» **Task to carry out**: Please write out each entry below exactly as given.

---- Record set

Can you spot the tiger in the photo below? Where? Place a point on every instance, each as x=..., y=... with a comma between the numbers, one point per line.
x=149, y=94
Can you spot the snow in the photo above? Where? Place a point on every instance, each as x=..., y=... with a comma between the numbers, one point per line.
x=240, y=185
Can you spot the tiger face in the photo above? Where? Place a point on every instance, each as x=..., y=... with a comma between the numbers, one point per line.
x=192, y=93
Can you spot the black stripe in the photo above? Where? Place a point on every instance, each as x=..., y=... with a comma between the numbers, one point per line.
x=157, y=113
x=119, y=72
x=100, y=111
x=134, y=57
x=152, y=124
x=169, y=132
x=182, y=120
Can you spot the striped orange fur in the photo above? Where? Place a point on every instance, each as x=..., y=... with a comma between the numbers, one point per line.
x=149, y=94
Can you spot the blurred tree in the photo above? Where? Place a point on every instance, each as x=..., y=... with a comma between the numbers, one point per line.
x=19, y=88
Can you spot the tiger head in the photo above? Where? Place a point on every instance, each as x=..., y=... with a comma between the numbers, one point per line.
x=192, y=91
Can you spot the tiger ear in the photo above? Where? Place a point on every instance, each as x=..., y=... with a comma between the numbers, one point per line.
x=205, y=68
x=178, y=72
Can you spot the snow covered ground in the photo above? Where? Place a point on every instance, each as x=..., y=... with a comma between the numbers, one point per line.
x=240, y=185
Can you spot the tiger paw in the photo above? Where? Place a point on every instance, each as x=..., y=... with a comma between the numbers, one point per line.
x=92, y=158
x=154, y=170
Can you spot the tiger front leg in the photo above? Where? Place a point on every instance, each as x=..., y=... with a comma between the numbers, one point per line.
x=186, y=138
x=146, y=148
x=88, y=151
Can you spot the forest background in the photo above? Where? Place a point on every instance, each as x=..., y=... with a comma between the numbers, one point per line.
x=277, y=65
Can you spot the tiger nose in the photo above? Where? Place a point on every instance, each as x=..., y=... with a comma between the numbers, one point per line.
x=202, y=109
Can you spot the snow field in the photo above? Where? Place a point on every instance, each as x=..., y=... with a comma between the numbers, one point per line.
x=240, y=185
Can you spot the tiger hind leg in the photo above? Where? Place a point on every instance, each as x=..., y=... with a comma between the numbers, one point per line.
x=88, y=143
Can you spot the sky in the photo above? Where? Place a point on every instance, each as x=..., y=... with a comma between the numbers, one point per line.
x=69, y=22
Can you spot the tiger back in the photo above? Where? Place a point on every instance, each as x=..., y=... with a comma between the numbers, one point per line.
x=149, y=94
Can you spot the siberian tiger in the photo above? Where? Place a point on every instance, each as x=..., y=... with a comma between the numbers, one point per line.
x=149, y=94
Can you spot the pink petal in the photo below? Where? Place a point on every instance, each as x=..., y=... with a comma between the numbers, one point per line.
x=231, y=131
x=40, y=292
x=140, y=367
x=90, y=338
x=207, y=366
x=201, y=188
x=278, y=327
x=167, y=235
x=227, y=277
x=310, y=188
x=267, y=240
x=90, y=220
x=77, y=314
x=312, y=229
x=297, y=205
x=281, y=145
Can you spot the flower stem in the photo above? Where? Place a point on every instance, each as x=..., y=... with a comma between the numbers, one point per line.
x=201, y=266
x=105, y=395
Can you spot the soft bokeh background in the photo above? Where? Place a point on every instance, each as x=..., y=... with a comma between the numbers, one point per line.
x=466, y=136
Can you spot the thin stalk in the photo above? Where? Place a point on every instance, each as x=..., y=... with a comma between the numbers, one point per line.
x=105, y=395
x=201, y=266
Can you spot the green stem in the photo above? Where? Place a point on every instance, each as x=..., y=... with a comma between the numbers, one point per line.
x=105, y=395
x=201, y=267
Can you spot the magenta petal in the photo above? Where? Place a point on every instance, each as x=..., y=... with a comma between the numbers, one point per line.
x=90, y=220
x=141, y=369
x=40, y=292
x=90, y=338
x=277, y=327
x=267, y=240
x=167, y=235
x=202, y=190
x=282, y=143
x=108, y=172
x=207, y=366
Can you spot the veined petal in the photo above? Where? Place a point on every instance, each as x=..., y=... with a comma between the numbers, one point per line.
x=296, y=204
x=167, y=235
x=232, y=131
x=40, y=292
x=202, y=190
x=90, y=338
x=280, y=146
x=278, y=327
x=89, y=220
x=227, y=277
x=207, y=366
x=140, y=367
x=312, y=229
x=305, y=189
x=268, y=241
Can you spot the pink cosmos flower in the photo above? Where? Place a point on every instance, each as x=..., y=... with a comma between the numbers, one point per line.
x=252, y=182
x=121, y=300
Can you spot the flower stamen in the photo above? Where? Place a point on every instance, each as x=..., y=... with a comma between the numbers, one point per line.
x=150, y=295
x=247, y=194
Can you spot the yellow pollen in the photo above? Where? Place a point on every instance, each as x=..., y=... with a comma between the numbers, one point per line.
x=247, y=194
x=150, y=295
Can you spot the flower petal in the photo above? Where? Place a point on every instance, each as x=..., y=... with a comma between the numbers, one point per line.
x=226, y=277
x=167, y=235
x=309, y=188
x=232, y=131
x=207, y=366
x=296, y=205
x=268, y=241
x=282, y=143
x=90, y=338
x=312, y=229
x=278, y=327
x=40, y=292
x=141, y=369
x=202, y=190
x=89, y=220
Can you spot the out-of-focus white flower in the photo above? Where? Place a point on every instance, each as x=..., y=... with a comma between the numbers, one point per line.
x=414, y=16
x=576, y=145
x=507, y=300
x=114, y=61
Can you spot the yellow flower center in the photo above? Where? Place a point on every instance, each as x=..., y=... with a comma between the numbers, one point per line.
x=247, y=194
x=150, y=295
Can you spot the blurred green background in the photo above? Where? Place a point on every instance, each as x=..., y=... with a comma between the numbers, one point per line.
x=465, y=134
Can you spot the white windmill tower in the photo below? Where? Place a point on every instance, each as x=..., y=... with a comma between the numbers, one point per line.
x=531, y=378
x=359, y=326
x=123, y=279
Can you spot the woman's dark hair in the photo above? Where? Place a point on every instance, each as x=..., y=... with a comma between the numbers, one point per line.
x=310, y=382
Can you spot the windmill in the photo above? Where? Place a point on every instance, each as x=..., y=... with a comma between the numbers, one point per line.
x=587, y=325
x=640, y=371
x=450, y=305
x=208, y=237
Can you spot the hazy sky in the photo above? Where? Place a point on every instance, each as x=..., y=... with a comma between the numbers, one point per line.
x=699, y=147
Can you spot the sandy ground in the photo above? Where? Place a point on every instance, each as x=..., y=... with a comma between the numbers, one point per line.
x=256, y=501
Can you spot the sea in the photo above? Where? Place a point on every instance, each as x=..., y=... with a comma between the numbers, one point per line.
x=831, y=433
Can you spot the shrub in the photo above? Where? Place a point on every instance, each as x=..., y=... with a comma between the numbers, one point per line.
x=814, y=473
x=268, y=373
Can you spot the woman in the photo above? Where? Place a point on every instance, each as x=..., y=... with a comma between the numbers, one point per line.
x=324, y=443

--------

» **Result of the task**:
Can you spot the tiger in the photo below? Where? Place a point on every instance, each as x=..., y=... with a comma between the numbers, one point per line.
x=149, y=94
Can you spot the snow in the photo above? Where? Place a point on every instance, each as x=..., y=... with a comma between the numbers, one point per line.
x=240, y=185
Can you spot the tiger face in the photo above? Where? Place a point on every instance, each as x=..., y=... with a comma between the numbers, one point per line.
x=192, y=93
Can you spot the black stripe in the photo above? Where? Place a point on every instance, each as x=..., y=... with a comma between the numbers, one point per line.
x=157, y=113
x=119, y=72
x=100, y=111
x=134, y=57
x=152, y=124
x=169, y=132
x=182, y=120
Can you spot the striped orange fur in the photo above? Where? Place a point on every instance, each as x=..., y=... with a comma between the numbers, one point per line.
x=149, y=94
Can you spot the blurred tree in the photo above? Where? Place a point on every instance, each as x=..., y=... with a comma between the numbers, one point per line.
x=19, y=88
Can you spot the tiger head in the photo above? Where? Place a point on every instance, each as x=..., y=... with a comma between the numbers, one point per line.
x=192, y=91
Can you spot the tiger ear in the photo above? Where? Place a point on every instance, each as x=..., y=... with a comma between the numbers, one point per line.
x=205, y=68
x=178, y=72
Can you spot the snow covered ground in the photo above? Where? Place a point on every instance, each as x=..., y=... with a comma between the numbers, one point per line.
x=240, y=185
Can you spot the tiger paw in the photo above? Where? Place a point on every instance, each as x=..., y=... with a comma between the numbers, one point per line.
x=92, y=158
x=154, y=170
Can you spot the tiger front leg in the photo above? Where? Place a point on every instance, each as x=..., y=... with a comma between the numbers, one point per line.
x=186, y=138
x=146, y=148
x=88, y=151
Can you spot the forest background in the photo above? Where? Place a point on every instance, each as x=..., y=... with a comma between the numbers, one point per line.
x=277, y=65
Can you spot the tiger nose in the photo above? Where? Place a point on every instance, each as x=..., y=... with a comma between the numbers, one point per line.
x=202, y=109
Can you spot the snow field in the photo above? Where? Place a point on every instance, each as x=..., y=... with a comma between the numbers, one point per line.
x=240, y=185
Can you spot the tiger hind leg in the photo above? Where? Place a point on every instance, each as x=..., y=... with a comma between the numbers, one point per line.
x=88, y=143
Can you spot the sky in the photo above? Where? Place a point on every instance, each as x=..., y=... with a comma between the numbers, one point per line.
x=69, y=22
Can you spot the tiger back in the photo above? Where? Place a point on every instance, each as x=..., y=... with a comma between the numbers, one point per line.
x=149, y=94
Can you spot the siberian tiger in the photo above? Where? Place a point on every instance, each as x=..., y=... with a comma between the numbers, one point per line.
x=149, y=94
Can you spot the pink petal in the photo below? Where? Place a point on every instance, each as x=..., y=... with a comma between the numbers, one point per line.
x=231, y=131
x=40, y=292
x=140, y=367
x=90, y=338
x=207, y=366
x=201, y=188
x=278, y=327
x=167, y=235
x=227, y=277
x=310, y=188
x=267, y=240
x=90, y=220
x=77, y=314
x=312, y=229
x=297, y=205
x=281, y=145
Can you spot the flower stem in the photo above? Where? Place a point on every instance, each as x=..., y=... with a comma between the numbers, one point per line.
x=201, y=266
x=105, y=395
Can you spot the soft bokeh background in the photo above? Where? Place a point on every instance, each as x=..., y=... with a comma between the numbers, one point per line.
x=466, y=136
Can you spot the thin stalk in the photo above? Where? Place a point on every instance, each as x=..., y=... with a comma between the numbers, one point per line.
x=105, y=395
x=201, y=266
Can you spot the green stem in the photo above? Where? Place a point on every instance, each as x=..., y=... with a comma between the numbers, one point per line.
x=105, y=395
x=201, y=267
Can you spot the magenta petal in the photo above? Where? Place a point on every instance, each as x=..., y=... with a comma between the numbers, one point per line.
x=90, y=220
x=141, y=369
x=40, y=292
x=90, y=338
x=277, y=327
x=267, y=240
x=167, y=235
x=202, y=190
x=282, y=143
x=108, y=172
x=207, y=366
Can you spot the veined petal in the photo above? Where? Place a point on every instance, each as x=..., y=... with a comma between the numbers, one point per line.
x=296, y=204
x=167, y=235
x=232, y=131
x=40, y=292
x=202, y=190
x=90, y=338
x=280, y=146
x=278, y=327
x=89, y=220
x=227, y=277
x=207, y=366
x=140, y=367
x=312, y=229
x=305, y=189
x=268, y=241
Can you spot the pink cosmos flower in the photo above? Where? Place a point on every instance, each as x=..., y=... with a comma between the numbers, one point per line.
x=252, y=182
x=121, y=300
Can you spot the flower stamen in the photo above? Where? Place a point on every instance, each as x=..., y=... with a comma between the numbers, one point per line.
x=150, y=295
x=247, y=194
Can you spot the yellow pollen in the photo above? Where? Place a point on every instance, each as x=..., y=... with a comma between the numbers, one point per line.
x=247, y=194
x=150, y=295
Can you spot the flower petal in the photo above? Where? Place a point on every instance, each as x=..., y=... with a comma between the numbers, one point per line.
x=226, y=277
x=167, y=235
x=309, y=188
x=232, y=131
x=207, y=366
x=296, y=205
x=268, y=241
x=282, y=143
x=90, y=338
x=312, y=229
x=278, y=327
x=40, y=292
x=141, y=369
x=202, y=190
x=89, y=220
Can you spot the out-of-focus white flower in the photo above? Where? Place a point on every instance, each as x=..., y=... with a comma between the numbers, one point per line.
x=414, y=16
x=576, y=145
x=507, y=300
x=114, y=61
Can you spot the yellow flower center in the photo above? Where? Place a point on every instance, each as x=..., y=... with a comma between the numbers, one point per line.
x=247, y=194
x=150, y=295
Can you spot the blurred green background in the photo above? Where? Place a point on every instance, each as x=..., y=... with a comma between the numbers, one point per line.
x=465, y=134
Can you spot the white windmill tower in the photo below? Where? Place a point on every instance, each as x=..., y=... with a comma between the numbers, one point per line.
x=531, y=378
x=359, y=326
x=123, y=279
Can you spot the woman's dark hair in the photo above? Where? Place a point on every instance, each as x=..., y=... with a comma between the numbers, one point per line.
x=310, y=382
Can you spot the windmill in the photo above? Where? Place a point on every instance, each as x=..., y=... with a comma between the numbers, one point per line.
x=587, y=325
x=640, y=371
x=450, y=305
x=208, y=237
Can you spot the hazy sky in the photo above? Where? Place a point on every instance, each as x=..., y=... with a comma between the numbers, one point per line.
x=699, y=147
Can you spot the sandy ground in the photo above? Where? Place a point on every instance, each as x=..., y=... with a comma between the numbers, one point per line.
x=256, y=501
Can you spot the sea in the photo above? Where? Place a point on every instance, each as x=..., y=... with a comma between the numbers, one point per line.
x=831, y=433
Can you spot the shrub in the photo above? Where? Place a point on every instance, each as x=..., y=... with a comma between the numbers, one point per line.
x=814, y=473
x=268, y=373
Can you spot the woman in the photo above? Where? Place a point on every instance, each as x=..., y=... with a comma between the numbers, one point per line.
x=324, y=443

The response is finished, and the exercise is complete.